— Directions —
1 - Reproduce the passage of the GDPR article between "It was around" and "and its implications.", inclusive.
2 - According to the GDPR article, on what date did the GDPR become law across Europe?

— Excerpted text —
# # #

It was around ten years in the making and may introduce a once-in-a-generation shift in data privacy and protection across Europe and beyond. The GDPR became law across Europe on 25 May 2018. PCM considers the ABC — the attitudes, behaviours and culture — of data stewardship and its implications.
The GDPR applies across all EU member states. Member states have flexibility in some areas to determine national implementations, for example the age at which children can give consent to personal data processing without parental approval. Yet for the most part, individuals have enhanced rights. Breach notification is mandatory. There are also greater enforcement penalties. At four percent of global turnover or €20 million, larger companies could be liable for millions, even billions, in fines for data breaches.
“Breach of GDPR rules can be misuse of data, i.e. using personal data where there is no consent, such as in marketing material, all the way through to not ensuring sufficient data security and being open to hacking,” explains Jon Szehofner, founding partner of the financial markets practice at law firm Gordon Dadds.
While the GDPR strengthens rights, it builds on existing privacy and data protection principles. The legal basis for privacy in Europe since the Second World War was enshrined in article 8 of the 1953 European Convention on Human Rights. This guarantees the right to respect for private and family life, one’s home and correspondence. 65 years on, privacy and data protection have become more not less important.
“Personal data has become a social and political issue. The GDPR has its roots in this social context and was accepted into European law in April 2016. It is intended to strengthen and unify data protection for individuals both within the EU and with respect to the export of their data outside the European Economic Area (EEA),” says Szehofner.
DATA IS THE NEW OIL
The 20th century saw a shift from valuing merely physical, tangible assets, such as land and factories, to valuing intangible ones. Reputation, brand, intellectual property, the R&D pipeline, IT and data became valued and valuable, too.
For example, Philip Morris acquired Kraft in 1988 for $12.9 billion, four times its book value. The former had long been trying to diversify its portfolio from tobacco products and the CEO, Hamish Marshall, justified the premium by saying “the future of consumer marketing belongs to the companies with the strongest brands.”

# # #

— Listed entries —
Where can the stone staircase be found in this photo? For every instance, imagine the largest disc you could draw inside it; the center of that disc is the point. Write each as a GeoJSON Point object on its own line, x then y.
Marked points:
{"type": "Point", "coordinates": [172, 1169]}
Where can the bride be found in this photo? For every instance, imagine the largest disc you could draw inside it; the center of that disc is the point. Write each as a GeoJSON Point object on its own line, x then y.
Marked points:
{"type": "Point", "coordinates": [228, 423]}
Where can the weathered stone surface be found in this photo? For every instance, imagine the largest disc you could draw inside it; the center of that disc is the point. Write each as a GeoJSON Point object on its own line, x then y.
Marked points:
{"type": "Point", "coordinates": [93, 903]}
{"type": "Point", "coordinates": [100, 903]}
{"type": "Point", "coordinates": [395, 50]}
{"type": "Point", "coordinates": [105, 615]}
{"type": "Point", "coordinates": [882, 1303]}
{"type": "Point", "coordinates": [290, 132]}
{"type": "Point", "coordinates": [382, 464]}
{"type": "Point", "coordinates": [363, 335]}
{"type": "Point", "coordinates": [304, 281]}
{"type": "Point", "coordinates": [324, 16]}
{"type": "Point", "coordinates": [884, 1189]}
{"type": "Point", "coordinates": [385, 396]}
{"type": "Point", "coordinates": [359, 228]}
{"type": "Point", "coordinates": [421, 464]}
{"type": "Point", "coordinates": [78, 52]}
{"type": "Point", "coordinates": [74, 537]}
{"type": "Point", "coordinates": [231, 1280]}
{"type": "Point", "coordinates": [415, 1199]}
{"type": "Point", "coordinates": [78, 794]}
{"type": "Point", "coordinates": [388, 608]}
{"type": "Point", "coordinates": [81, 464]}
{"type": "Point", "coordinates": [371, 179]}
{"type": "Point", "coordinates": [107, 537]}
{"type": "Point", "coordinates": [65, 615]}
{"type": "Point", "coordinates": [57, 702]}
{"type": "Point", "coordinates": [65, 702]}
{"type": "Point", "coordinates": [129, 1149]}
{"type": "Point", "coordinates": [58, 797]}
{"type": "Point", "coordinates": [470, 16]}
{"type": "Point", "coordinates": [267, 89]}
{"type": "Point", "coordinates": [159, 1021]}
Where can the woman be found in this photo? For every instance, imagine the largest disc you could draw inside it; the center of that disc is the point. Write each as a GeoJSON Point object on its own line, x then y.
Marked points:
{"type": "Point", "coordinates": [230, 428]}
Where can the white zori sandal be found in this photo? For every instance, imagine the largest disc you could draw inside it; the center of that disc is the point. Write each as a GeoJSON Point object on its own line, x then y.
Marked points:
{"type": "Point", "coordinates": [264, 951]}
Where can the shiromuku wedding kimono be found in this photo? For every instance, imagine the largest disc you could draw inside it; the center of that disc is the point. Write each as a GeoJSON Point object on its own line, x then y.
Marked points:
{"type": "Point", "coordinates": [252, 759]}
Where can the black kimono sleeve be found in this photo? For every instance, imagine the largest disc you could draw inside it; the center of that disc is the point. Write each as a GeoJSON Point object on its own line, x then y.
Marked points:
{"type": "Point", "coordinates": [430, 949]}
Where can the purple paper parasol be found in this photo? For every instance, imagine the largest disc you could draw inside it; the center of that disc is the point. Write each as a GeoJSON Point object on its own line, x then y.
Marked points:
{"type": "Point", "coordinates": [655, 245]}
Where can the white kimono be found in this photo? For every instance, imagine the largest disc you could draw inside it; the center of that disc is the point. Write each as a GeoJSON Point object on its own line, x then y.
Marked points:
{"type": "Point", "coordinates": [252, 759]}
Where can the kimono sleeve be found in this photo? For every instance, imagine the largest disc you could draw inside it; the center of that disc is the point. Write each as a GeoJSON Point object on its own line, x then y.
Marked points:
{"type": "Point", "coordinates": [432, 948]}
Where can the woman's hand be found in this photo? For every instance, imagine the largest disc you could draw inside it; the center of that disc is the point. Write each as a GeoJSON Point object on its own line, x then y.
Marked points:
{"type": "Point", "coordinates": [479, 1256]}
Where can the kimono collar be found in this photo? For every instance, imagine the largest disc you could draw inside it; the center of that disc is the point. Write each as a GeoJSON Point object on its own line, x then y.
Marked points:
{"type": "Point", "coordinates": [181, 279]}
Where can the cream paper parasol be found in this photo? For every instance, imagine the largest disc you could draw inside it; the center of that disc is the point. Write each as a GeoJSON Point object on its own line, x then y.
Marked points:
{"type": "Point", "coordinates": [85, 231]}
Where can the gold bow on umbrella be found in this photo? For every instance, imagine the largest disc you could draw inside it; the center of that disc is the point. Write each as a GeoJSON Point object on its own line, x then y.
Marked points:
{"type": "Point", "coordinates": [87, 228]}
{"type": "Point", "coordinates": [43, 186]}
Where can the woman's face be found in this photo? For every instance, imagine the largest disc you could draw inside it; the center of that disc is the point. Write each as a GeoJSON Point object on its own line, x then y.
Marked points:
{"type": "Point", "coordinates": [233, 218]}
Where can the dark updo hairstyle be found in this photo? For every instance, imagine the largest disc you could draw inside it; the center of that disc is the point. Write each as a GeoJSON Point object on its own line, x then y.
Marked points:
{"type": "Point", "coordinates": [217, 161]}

# # #

— Answers given —
1 -
It was around ten years in the making and may introduce a once-in-a-generation shift in data privacy and protection across Europe and beyond. The GDPR became law across Europe on 25 May 2018. PCM considers the ABC — the attitudes, behaviours and culture — of data stewardship and its implications.

2 - 25 May 2018